**The request**
Reproduce each of the following records verbatim, keeping every line unchanged.

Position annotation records
--------------------------------

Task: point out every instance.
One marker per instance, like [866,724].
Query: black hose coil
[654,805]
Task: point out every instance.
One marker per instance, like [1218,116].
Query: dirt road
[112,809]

--------------------------------

**Problem solution**
Task: point out every instance.
One marker per instance, like [866,724].
Query: black hose coil
[654,805]
Task: point out every instance.
One marker per instance, like [1218,116].
Query: dirt road
[112,809]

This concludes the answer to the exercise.